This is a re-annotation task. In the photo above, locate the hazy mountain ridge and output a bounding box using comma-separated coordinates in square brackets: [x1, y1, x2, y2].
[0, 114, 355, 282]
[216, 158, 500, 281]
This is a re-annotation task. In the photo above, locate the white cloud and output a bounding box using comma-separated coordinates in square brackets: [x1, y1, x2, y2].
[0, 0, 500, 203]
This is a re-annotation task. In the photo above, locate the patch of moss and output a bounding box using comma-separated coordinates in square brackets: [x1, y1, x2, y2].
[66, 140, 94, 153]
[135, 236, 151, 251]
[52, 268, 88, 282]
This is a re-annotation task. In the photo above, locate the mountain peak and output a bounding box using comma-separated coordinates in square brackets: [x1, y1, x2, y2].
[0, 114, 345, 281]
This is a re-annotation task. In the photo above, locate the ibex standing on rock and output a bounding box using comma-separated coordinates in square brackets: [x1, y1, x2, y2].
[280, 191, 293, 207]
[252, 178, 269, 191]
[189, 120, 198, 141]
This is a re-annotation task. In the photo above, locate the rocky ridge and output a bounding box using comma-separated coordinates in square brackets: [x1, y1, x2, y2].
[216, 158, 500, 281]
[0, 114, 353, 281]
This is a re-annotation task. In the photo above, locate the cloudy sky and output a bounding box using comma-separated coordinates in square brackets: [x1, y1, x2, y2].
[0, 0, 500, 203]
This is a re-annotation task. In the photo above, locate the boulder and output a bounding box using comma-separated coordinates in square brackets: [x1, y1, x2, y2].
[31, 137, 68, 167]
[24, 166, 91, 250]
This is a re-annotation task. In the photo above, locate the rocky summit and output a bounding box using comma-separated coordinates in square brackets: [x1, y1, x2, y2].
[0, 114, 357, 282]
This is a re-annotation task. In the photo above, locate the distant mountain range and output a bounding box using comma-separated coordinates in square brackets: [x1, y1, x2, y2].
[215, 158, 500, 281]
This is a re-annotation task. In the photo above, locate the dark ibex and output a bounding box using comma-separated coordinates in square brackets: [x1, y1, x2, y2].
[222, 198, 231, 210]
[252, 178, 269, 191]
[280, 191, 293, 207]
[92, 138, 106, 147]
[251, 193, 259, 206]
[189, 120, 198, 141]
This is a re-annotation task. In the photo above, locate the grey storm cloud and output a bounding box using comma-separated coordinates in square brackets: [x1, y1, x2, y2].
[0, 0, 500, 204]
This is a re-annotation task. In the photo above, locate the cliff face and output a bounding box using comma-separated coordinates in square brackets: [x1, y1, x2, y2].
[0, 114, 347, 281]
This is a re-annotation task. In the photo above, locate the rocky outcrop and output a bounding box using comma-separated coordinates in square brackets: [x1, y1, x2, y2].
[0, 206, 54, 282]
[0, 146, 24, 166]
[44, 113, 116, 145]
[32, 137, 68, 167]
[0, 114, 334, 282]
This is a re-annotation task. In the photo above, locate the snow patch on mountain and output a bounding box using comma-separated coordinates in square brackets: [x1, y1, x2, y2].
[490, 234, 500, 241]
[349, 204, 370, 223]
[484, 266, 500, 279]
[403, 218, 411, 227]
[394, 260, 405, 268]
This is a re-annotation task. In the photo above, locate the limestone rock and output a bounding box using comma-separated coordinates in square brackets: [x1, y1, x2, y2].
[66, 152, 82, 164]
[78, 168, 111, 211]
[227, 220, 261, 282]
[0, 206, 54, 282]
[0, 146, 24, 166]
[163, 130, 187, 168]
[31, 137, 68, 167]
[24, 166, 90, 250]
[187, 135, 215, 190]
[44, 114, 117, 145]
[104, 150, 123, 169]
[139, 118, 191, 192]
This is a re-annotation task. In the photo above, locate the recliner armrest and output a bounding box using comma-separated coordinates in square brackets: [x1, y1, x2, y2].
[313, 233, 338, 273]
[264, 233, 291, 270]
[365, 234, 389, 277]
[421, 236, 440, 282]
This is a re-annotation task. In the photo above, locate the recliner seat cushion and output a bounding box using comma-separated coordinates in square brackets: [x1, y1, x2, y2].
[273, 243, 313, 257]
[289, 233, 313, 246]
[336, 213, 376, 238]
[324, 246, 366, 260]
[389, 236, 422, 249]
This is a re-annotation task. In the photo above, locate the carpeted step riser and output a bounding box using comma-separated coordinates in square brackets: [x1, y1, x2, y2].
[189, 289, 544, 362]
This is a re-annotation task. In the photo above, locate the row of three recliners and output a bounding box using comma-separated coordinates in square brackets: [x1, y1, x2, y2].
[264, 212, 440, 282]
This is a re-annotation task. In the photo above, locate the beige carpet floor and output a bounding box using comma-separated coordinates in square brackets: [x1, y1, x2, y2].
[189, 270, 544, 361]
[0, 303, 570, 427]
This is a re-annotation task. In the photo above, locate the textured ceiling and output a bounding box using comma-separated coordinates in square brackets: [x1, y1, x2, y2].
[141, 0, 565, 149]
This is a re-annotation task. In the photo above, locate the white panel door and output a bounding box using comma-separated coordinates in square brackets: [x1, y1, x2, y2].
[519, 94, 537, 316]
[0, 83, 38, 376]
——————————
- Written task
Please duplicate the records from the line with "locate the grey" up to and including the line with "[0, 0, 500, 204]".

- Written solution
This is a re-annotation task. In the photo above, locate the grey storm cloud and output a bounding box using comma-separated coordinates in square brackets: [x1, y1, x2, y2].
[0, 0, 500, 204]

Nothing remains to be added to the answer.